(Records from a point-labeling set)
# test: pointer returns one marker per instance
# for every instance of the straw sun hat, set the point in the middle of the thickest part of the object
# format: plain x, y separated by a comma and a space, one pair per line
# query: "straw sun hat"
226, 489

◆ Task prompt
Recast every line of the data above as a numbered list, omitting any blank lines.

◆ Answer in full
1. # test: pointer returns one marker per instance
2. # for every instance of the straw sun hat, set the point in the middle of the thickest part of the object
3. # format: plain x, y separated by a comma and a space, one pair per line
4. # query: "straw sun hat"
5. 226, 489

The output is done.